EXTRACTED TEXT section start

Jacob seems to have described his life as a sojourn (Genesis 47:9) primarily because he had not come into final possession of the Promised Land. He had, of course, also lived in widely separated places during his lifetime: Paddan-aram, Canaan, and now Egypt. His years were fewer than his fathers: 130 compared with Abraham’s 175 and Isaac’s 180. This comparison also suggests that neither Abraham nor Isaac had experienced the difficulties and distresses that Jacob had during his lifetime.

"When we first encountered Jacob he was struggling inside his mother’s womb with his twin brother. As we come to the end of Jacob’s life, he is struggling for his life in a famine-devastated Canaan. In between these first and last moments of struggle have been many trying experiences for Jacob. His life has had more sorrow than joy." [Note: Hamilton, The Book . . . Chapters 18-50, p. 612.]

"These words [Genesis 47:9] appear to be the author’s attempt at a deliberate contrast to the later promise that one who honors his father and mother should ’live long and do well upon the land’ (Deuteronomy 5:15 [sic 16]). Jacob, who deceived his father and thereby gained the blessing, must not only die outside the Promised Land but also, we learn here, his years were few and difficult. From his own words, then, we can see a final recompense for Jacob’s actions earlier in the book." [Note: Sailhamer, The Pentateuch . . ., p. 227.]

The text describes the area where Jacob’s family settled "the land of Rameses" here rather than Goshen (Genesis 47:11). "The land of Rameses" could have been another name for Goshen, or a larger area encompassing Goshen, or a district within Goshen.

The use of the name "Rameses" here and elsewhere (Exodus 1:11; Exodus 12:37; Numbers 33:3; Numbers 33:5) has become a kind of "red herring" for many interpreters. It has led them to conclude that these events occurred after one of the Pharaohs named Rameses lived. Rameses I reigned about 1347-1320 B.C. However the biblical chronological references (1 Kings 6:1; Exodus 12:40; et al.) point to a date for Israel’s move to Egypt near 1876 B.C. How can we account for the use of the name Rameses here then?

EXTRACTED TEXT section end
DATA SECTION section start

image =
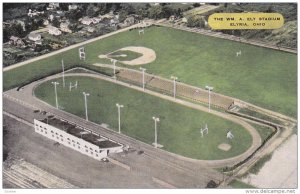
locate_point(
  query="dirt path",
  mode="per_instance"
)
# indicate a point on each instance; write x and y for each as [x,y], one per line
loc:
[256,140]
[282,166]
[148,55]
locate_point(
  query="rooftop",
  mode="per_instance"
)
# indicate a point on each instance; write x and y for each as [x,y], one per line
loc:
[80,132]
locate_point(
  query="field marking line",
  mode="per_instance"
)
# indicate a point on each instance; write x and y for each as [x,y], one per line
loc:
[163,183]
[18,119]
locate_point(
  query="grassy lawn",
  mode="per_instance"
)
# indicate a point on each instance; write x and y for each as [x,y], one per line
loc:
[240,185]
[130,55]
[178,129]
[260,115]
[261,76]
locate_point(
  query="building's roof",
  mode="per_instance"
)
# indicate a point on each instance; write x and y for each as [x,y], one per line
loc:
[81,133]
[34,36]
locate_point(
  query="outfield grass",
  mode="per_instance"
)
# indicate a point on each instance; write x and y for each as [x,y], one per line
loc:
[130,55]
[178,129]
[261,76]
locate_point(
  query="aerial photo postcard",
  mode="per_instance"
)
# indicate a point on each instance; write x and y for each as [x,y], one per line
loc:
[112,95]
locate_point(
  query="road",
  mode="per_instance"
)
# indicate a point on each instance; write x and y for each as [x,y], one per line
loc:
[163,167]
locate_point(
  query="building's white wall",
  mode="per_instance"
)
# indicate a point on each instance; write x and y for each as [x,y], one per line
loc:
[69,140]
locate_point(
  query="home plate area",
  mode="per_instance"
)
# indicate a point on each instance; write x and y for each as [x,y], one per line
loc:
[224,146]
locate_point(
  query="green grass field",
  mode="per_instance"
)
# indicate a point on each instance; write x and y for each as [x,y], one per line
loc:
[261,76]
[130,55]
[178,129]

DATA SECTION section end

▶ _EXERCISE DETAILS_
Answer these questions from the commentary on Jacob.
1. How many years did Abraham and Isaac each live?
2. What three possibilities does the commentary give for what "the land of Rameses" was?
3. About when did Rameses I reign?

▶ _ANSWER SECTION_
1. Abraham lived 175 years and Isaac 180.
2. It could have been another name for Goshen, a larger area encompassing Goshen, or a district within Goshen.
3. About 1347-1320 B.C.